● **GIVEN PASSAGE**
-------------------------

Hello all,
I happened to see the Vijay Iyer Trio at Birdland a couple of weeks ago, and I wrote a review (posted below) of the show. I figured that since Tara did a presentation on him, it would be relevant to include my review in this blog. I hope you enjoy it:
Time Flies When You’re Experiencing It
Lee Konitz sat at the bar in a white linen jacket at Birdland on Saturday night. He wasn’t performing, just checking out the scene. It probably wasn’t a coincidence he came by the night the Vijay Iyer Trio took the stage.
Mr. Konitz—who played alto saxophone with Lennie Tristano in the 1950’s—developed his dry, distinctive sound at a time when Charlie Parker mimics were flourishing. He sat serenely sipping his drink, his back to the stage, as pianist Vijay Iyer reverentially—but not self-effacingly—pointed out him out to the audience. Mr. Konitz, 82, and Mr. Iyer, 39, are of different generations, but they both understand their respective traditions and know what to take from and add to them.
Mr. Iyer is a polymath: an elegant man with profound thoughts in his head and on the piano. He has incorporated math, poetry, history and multiculturalism into his music. He studied physics at Yale. He operates with a complicated sense of purpose while keeping his artistic output relatable.

-------------------------

● **ROWS**
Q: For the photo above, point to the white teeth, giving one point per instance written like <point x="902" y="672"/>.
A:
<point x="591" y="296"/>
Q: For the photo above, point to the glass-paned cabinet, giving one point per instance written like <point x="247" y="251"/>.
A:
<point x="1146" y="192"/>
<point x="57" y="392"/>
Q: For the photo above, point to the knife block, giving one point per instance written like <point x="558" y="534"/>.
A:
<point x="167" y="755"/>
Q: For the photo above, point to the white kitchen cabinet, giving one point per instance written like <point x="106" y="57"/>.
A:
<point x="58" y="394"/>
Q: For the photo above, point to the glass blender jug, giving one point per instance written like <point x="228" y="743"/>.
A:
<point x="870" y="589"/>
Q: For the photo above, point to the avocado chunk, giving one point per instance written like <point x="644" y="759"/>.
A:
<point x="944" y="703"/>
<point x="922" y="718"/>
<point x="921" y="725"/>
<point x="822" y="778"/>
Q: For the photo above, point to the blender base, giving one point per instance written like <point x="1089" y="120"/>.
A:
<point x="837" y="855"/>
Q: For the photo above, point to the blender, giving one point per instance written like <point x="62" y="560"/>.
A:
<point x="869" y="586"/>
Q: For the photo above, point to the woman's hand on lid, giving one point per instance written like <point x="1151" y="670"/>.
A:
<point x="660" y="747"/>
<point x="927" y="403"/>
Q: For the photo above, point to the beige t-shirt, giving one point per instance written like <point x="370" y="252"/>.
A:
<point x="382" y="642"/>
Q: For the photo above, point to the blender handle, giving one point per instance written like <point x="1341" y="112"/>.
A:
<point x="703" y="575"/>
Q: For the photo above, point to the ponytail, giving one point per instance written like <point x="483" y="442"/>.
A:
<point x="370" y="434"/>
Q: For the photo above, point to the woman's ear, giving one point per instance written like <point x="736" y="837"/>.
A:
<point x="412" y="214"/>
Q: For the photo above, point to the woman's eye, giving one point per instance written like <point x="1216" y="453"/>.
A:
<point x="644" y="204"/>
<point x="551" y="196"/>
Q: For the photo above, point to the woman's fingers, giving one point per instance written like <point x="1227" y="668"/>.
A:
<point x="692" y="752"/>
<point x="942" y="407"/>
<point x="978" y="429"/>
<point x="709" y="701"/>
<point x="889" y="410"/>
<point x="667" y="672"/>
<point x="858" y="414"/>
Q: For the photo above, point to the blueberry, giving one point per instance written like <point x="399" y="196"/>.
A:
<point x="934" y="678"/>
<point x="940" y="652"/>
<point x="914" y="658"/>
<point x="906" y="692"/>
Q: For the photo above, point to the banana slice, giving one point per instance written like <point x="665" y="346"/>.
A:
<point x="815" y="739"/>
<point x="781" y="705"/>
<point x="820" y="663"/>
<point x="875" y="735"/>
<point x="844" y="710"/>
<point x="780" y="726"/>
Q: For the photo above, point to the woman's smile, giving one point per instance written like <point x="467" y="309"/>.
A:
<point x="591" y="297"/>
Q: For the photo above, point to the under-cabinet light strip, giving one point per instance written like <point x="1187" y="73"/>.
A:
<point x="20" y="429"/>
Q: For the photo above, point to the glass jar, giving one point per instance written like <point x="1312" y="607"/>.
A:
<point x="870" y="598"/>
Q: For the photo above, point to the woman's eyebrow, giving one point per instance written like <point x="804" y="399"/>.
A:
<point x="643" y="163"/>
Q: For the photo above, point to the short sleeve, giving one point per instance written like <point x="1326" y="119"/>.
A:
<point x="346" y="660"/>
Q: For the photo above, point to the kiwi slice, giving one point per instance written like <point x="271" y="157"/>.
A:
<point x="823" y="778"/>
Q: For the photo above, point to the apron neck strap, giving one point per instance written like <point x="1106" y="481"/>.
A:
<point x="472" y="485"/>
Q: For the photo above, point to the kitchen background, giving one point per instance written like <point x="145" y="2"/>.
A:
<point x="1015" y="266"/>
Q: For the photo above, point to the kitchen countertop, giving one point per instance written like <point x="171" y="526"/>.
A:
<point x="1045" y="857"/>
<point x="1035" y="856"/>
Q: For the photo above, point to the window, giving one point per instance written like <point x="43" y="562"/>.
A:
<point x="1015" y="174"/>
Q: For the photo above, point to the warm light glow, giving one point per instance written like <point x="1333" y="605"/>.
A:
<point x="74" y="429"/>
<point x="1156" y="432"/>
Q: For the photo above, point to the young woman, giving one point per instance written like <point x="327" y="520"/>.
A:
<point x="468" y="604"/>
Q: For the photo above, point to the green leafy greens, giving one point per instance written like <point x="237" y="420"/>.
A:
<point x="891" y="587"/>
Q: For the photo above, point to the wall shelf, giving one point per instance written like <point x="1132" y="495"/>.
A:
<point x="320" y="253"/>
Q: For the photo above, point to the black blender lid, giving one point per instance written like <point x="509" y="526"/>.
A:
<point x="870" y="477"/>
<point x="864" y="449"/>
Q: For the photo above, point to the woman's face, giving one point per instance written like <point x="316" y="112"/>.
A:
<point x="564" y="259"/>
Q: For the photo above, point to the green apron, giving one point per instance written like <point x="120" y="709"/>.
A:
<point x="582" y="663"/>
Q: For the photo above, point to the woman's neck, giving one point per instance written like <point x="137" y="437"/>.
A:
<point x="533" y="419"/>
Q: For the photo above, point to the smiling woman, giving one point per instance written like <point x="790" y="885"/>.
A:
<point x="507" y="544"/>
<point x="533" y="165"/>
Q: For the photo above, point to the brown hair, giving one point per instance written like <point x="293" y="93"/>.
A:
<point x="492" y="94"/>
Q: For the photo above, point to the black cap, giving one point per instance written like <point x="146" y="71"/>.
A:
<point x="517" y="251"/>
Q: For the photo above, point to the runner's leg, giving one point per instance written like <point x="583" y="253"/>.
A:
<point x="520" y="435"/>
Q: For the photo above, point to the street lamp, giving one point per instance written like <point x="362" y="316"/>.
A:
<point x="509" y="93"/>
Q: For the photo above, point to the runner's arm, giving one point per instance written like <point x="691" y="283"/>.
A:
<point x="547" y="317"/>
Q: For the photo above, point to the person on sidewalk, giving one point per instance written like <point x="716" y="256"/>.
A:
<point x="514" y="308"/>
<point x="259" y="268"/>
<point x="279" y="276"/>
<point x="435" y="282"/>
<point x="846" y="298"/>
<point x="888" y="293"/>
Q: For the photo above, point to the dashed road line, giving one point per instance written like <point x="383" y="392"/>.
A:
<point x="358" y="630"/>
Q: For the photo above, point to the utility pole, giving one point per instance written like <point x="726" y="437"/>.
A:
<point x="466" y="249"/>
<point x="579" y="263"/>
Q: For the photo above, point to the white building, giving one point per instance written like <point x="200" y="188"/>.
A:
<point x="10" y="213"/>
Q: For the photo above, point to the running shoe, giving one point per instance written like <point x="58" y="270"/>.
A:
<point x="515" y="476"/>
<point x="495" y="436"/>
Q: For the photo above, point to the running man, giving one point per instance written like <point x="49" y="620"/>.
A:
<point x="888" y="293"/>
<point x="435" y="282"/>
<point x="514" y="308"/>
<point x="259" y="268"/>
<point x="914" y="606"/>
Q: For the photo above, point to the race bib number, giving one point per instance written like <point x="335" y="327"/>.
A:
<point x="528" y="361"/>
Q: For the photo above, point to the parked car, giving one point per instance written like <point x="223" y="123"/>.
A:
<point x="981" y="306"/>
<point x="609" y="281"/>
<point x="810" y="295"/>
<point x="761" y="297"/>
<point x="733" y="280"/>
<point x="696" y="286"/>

-------------------------

● **EXERCISES**
1 > Condense the paragraph of the concert review that begins "Mr. Iyer is a polymath" into a short bulleted list that keeps its main facts.
2 > Carry on the concert review from its final sentence, writing what comes next.

● **OUTPUTS IN ORDER**
1 >
- Vijay Iyer is a polymath: an elegant man with profound thoughts, both in his head and on the piano.
- His music draws on math, poetry, history and multiculturalism.
- He studied physics at Yale.
- He works with a complicated sense of purpose but keeps his art relatable.

2 >
His trio—with drummer Marcus Gilmore and bassist Stephan Crump—plays complicated music, without drawing too much attention to complication. This group represents a new, ecumenical way of doing the piano trio: with touches of funk and Broadway and post-bop and hip-hop in its sound.
And there’s a balance in its sound and style that lets you know this group wants to be understood. You might not know what the time signature is at every moment, but the music still lets you in, makes you feel comfortable.
On Saturday, Mr. Iyer was pounding out chords with both his hands in seven-eight time for one jumpy section of a song. It sounded as regular as four-four—a good thing.
Rhythm is important to Mr. Iyer. “When you hear music,” said Mr. Iyer in an interview, “the rhythm is the underpinning of the way you experience it. In a way, the melody and harmony are secondary to that because rhythm guides you through the experience of time, and that’s such a fundamental quality of human experience.”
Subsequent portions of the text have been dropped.